# [Given task]
Reproduce the records below word for word, leaving out the pictures.

(Records)
· · · · · · ·

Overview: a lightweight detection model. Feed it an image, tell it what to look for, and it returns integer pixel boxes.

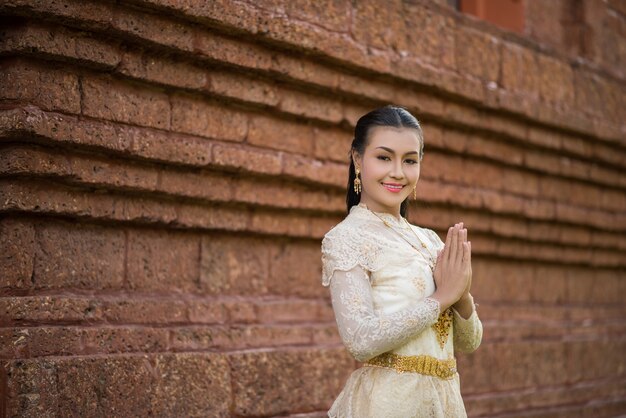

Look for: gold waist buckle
[365,353,456,379]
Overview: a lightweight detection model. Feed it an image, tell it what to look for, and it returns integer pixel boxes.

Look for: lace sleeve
[330,266,440,361]
[427,229,483,353]
[452,298,483,353]
[322,228,384,286]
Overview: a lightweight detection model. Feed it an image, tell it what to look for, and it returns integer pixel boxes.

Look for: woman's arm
[452,294,483,353]
[330,266,440,361]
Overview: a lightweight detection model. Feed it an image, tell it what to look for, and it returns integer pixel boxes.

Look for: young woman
[322,105,482,418]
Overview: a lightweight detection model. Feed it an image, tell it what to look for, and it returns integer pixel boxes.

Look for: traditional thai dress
[322,203,483,418]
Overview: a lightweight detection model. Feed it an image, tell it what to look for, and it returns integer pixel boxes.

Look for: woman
[322,105,482,418]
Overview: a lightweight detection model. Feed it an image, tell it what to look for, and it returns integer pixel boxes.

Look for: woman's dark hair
[346,105,424,217]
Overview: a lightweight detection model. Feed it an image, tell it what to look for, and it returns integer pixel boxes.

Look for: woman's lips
[382,183,404,193]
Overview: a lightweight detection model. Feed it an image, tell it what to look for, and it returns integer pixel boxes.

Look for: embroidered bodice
[322,203,482,361]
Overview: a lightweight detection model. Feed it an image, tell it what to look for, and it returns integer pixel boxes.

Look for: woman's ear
[351,150,362,170]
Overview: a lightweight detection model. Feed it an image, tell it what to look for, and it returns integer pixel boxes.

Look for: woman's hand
[432,222,472,312]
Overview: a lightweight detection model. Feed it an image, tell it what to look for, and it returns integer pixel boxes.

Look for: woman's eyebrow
[376,146,419,155]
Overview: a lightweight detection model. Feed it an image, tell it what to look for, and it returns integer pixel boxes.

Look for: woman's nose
[391,162,404,179]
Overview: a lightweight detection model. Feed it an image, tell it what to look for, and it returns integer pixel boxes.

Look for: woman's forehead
[367,126,420,153]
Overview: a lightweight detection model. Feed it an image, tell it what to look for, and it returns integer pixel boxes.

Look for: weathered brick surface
[0,0,626,417]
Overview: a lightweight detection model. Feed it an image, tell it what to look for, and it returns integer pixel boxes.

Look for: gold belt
[365,353,456,379]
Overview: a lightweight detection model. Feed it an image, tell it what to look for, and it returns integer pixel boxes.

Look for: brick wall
[0,0,626,417]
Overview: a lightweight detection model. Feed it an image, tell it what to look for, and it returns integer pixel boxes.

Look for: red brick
[312,127,352,163]
[81,76,170,129]
[574,68,606,114]
[247,115,314,155]
[352,1,408,50]
[233,177,302,209]
[128,128,211,166]
[113,7,195,51]
[126,229,200,292]
[312,324,342,346]
[33,223,126,289]
[0,21,120,68]
[211,144,282,174]
[454,27,501,82]
[0,106,130,152]
[117,50,207,89]
[268,53,341,88]
[176,203,250,231]
[68,155,158,191]
[257,299,320,324]
[0,296,102,325]
[2,327,82,358]
[502,43,539,96]
[3,359,59,417]
[230,349,353,415]
[404,2,457,68]
[7,353,231,416]
[278,90,342,123]
[283,155,348,187]
[0,146,71,176]
[152,353,233,417]
[536,54,574,105]
[249,211,311,238]
[194,27,272,69]
[0,59,81,114]
[82,327,169,354]
[206,71,280,107]
[199,235,269,295]
[186,300,228,324]
[224,301,257,324]
[98,296,186,325]
[171,94,248,142]
[172,325,311,351]
[268,241,326,297]
[159,169,233,202]
[282,0,351,33]
[0,218,35,289]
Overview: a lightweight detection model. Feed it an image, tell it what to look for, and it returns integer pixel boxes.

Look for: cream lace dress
[322,203,482,418]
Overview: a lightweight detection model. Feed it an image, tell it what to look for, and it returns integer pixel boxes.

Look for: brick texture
[0,0,626,418]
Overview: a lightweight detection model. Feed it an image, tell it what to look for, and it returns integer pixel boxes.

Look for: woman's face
[352,126,420,217]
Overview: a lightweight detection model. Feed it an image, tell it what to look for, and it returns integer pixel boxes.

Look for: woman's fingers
[450,224,459,265]
[442,227,453,261]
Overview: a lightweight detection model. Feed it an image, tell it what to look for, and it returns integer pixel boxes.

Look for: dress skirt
[328,365,467,418]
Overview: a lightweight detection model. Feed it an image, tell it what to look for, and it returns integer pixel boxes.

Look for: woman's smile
[381,183,404,193]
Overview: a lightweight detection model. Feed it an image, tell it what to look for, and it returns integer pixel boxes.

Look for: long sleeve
[427,229,483,353]
[452,298,483,353]
[330,265,440,361]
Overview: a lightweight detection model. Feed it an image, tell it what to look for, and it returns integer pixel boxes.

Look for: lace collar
[350,202,410,229]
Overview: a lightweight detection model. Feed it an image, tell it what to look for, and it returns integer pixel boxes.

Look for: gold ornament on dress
[365,352,457,380]
[354,168,361,194]
[432,308,453,349]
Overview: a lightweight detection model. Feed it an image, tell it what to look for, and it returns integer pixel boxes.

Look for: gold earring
[354,168,361,194]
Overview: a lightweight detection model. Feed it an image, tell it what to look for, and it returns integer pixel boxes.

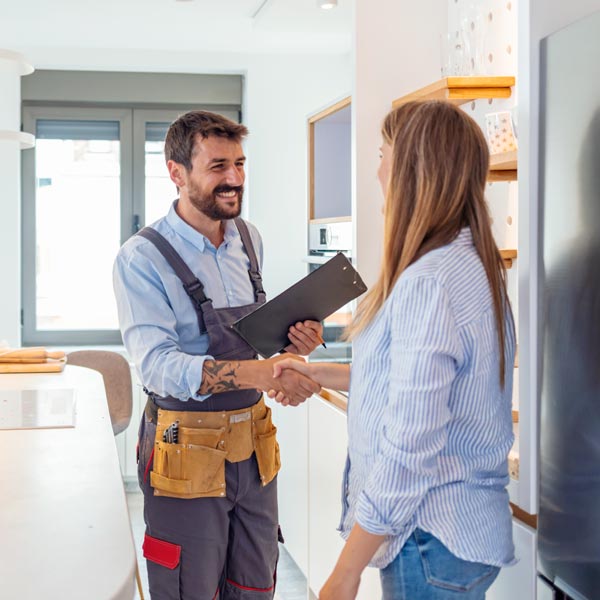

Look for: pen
[317,333,327,349]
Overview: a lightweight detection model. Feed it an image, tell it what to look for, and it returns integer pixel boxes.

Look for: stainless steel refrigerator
[538,12,600,600]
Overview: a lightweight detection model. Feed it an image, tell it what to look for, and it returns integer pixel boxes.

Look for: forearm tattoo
[198,360,240,394]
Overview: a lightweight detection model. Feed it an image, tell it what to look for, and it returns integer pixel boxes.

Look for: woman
[275,101,515,600]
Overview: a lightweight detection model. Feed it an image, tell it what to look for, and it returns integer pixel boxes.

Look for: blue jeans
[381,529,500,600]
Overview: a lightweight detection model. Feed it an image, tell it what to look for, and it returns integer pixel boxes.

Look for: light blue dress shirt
[340,229,515,568]
[113,201,263,400]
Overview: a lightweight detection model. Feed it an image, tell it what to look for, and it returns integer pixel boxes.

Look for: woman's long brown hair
[344,100,509,387]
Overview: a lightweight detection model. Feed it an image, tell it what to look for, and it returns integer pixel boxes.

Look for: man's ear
[167,160,186,189]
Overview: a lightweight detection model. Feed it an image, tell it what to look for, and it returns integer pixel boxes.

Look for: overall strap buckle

· · · · · · ·

# [Solution to this task]
Overview: a lightweight detection model. Feed it an image, tell it what to look for, and it returns integer pixel boxes.


Look for: gold waist buckle
[365,353,456,379]
Overview: a lightweight detection model. Feed it an image, tell it what to look for, and it returns integer pixel boxes.

Look for: lace sleeve
[330,266,440,361]
[427,229,483,353]
[452,298,483,353]
[322,228,384,286]
Overview: a lightweight detection model. Feed it an image, tell it what to look for, and it returns integer pixel boxes.

Look for: woman's arm
[452,294,483,353]
[330,266,440,361]
Overview: a lightweight detection model. Feed it an image, tell it what to look for, and it returns integer pixel boxes.

Look for: young woman
[322,105,482,418]
Overview: a lightweight detection model. Feed it an image, tell it what to look for, and it returns integer pixel boxes.

Look for: traditional thai dress
[322,203,483,418]
Overview: a lightweight detection model. Feed it an image, tell it what to look for, and it returns integer pixel boxes.

Look for: woman
[322,105,482,418]
Overview: a lightweight detection model. Feed it an image, tell it what to look for, and it returns integer pixel boxes.

Look for: woman's dark hair
[346,105,424,217]
Overview: a lightweight detection model. Feed it an image, tell it what to look for, and it returns integer pixel boxes.

Look for: woman's lips
[382,183,404,193]
Overview: a lightweight detection model. Feed it an image, tell it what to look for, and it returns integer pixel boxes.

Look for: embroidered bodice
[322,203,482,361]
Overview: a lightweight detection model. Feed it an image, tell it what to look for, and it returns integer pixel boxes.

Look for: woman's ear
[351,150,362,170]
Overview: a lightweight detection model. Feed it an image, tell it what to look for, and it returns integer pixel boxes.

Look for: woman's hand
[432,222,472,312]
Overview: a lightweight detection model. Feed it an image, tell it what to look for, and it returns integer pixel boxes.

Look for: woman's eyebrow
[376,146,419,155]
Overview: a lightweight detection model. Feed it an image, tell it what to look for, and it returns integer pixel boxes.

Look for: woman's nose
[391,162,404,179]
Overview: a lightweight detection model. Feed it an image, tell it what to look for, and it returns integer pixel boxes.

Look for: woman's forehead
[367,126,420,153]
Overview: a lightweight detection model. Feed it an image, tell it what to look for, and it returns integer pixel boxes.

Look for: weathered brick surface
[0,0,626,417]
Overview: a lightweight detection model. Feed it an image, tell it what to look for, and it returns integer pixel boxes.

Look for: gold belt
[365,353,456,379]
Overview: a lightweight detection model. Feed it an image, tell it what to look for, and it returns integer pixel boxes.

Look for: brick wall
[0,0,626,417]
Overview: a lightweight detection model. Feed it an image, tell it what to look for, and it returns integer pixel boxes.

Look for: red brick
[312,127,352,163]
[81,76,170,129]
[574,68,606,114]
[247,115,314,155]
[352,1,408,50]
[233,177,302,209]
[128,128,211,166]
[113,7,195,51]
[126,229,200,292]
[312,324,342,346]
[33,223,126,289]
[0,21,120,68]
[211,144,282,174]
[454,27,501,82]
[0,106,130,152]
[117,50,207,89]
[268,53,341,88]
[176,203,250,231]
[68,155,158,191]
[257,299,320,324]
[0,296,102,325]
[2,327,82,358]
[502,43,539,96]
[3,359,59,417]
[230,349,353,415]
[404,2,457,68]
[7,353,231,416]
[278,90,342,123]
[283,155,348,187]
[0,146,71,176]
[152,353,233,417]
[536,54,574,105]
[249,211,311,238]
[194,27,272,69]
[0,59,81,114]
[82,327,169,354]
[206,71,280,107]
[199,235,269,295]
[186,300,228,324]
[224,301,257,324]
[98,296,186,325]
[171,94,248,142]
[172,325,311,351]
[268,241,326,297]
[159,169,233,202]
[282,0,351,33]
[0,218,35,289]
Overview: a lightweight detection model. Feed it an image, tell it what to look for, and it returns integer pixel boxes.

Look for: cream lace dress
[322,203,482,418]
Overview: a lightweight detection model. Feed it an image, tell it what to look for, and it returns integer pixel boxes.

Look for: brick texture
[0,0,626,418]
Overview: a lightweight detection model. Feed it an image, tell it what to look for, and it returns integer pixel boxes.

Look for: woman's face
[352,126,420,217]
Overview: a lightweight detection model. Feed it an image, tell it what to look for, and it returns integer pixel boxes.

Look for: woman's fingers
[450,224,459,265]
[442,227,453,261]
Overview: a lightweight detection model. Feed it an image, tell it what to look for, and it returns integer pixel boxes.

Look for: dress skirt
[328,365,467,418]
Overview: a lightweight detection model. Feed it an image, tell it what to look for, and it returns integer pixel boxes.

Look for: woman's smile
[381,183,404,193]
Overview: a lightweight detection model. Feed it an image, tell it what to look for, and it returns integer pixel boxes.

Look for: long sleeve
[427,229,483,353]
[452,298,483,353]
[330,265,440,361]
Overview: a lightweight detection model. Feed it an image, tell it what to look for, and it returns integer pixel boxes.

Look for: lace collar
[350,202,410,229]
Overview: a lightweight detection model. Feed it an image, tell it what to look for, and it returns integer pixel boxes.

Look for: gold ornament on dress
[365,352,457,380]
[354,168,361,194]
[432,308,453,349]
Overview: a lightweight detection model. Feed it an image, tell it what to look for, and it returns integer pixel boxes.

Look for: gold earring
[354,168,361,194]
Overview: a lightweight detection model. Feed it an image, tell it what to look for, and it returns integer pixel boxes.


Look for: pen
[317,333,327,349]
Overview: a lightweight detection model. Feed it an image, tell it what to look for, and it returns integer pixel boxes.

Look for: stainless steel refrigerator
[538,12,600,600]
Overview: a lightweight detection model. Feed it an image, tell it what to look for, and it returns integer pixel boxes.

Look for: forearm tattoo
[198,360,240,394]
Overview: a lightweight detection model. Feed it an image, tell it what to look for, and it returns integer pixel boxes.

Look for: woman
[275,101,515,600]
Overview: a lightweight detection model. Feed it an image, tell it what to look for, and it returns integer pixel boxes.

Look for: blue jeans
[381,529,500,600]
Overview: a lightweight detection model. Feed it an image, tell it what to look for, and it returns integer pixel boxes.

Look for: light blue dress shirt
[340,229,515,568]
[113,201,263,400]
Overview: a lightweight detection model. Feed it an image, tell it what to look for, and it returns integer pixel boxes.

Look for: woman's long brown hair
[344,100,509,387]
Overview: a lightweight detection model. Feed it an image, tell it what to look for, and it returns integer pixel boxes.

Look for: man's ear
[167,160,186,189]
Overview: a lightweight detection model. Feed it an image, tell it what to look for, and it returns integer pixel boxes.

Look for: overall strap buckle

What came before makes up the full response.